Exercise data:
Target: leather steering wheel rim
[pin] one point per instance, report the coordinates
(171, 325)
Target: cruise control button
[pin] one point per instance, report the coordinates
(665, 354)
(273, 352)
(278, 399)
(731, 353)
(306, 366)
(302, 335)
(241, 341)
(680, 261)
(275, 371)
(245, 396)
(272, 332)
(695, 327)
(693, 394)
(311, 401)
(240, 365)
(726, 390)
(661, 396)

Exercise instructions: Reproduce all of the records above, substituting "item" for every occurrence of "instance" and leaving everything else unchanged.

Result of this exercise:
Target: leather steering wheel rim
[pin] one point per item, report the coordinates
(171, 325)
Target: cruise control button
[pin] one point per item, report the coordinates
(665, 354)
(273, 352)
(278, 399)
(731, 353)
(306, 366)
(302, 335)
(241, 341)
(680, 261)
(275, 371)
(245, 396)
(272, 332)
(695, 327)
(693, 394)
(311, 401)
(240, 365)
(726, 390)
(661, 396)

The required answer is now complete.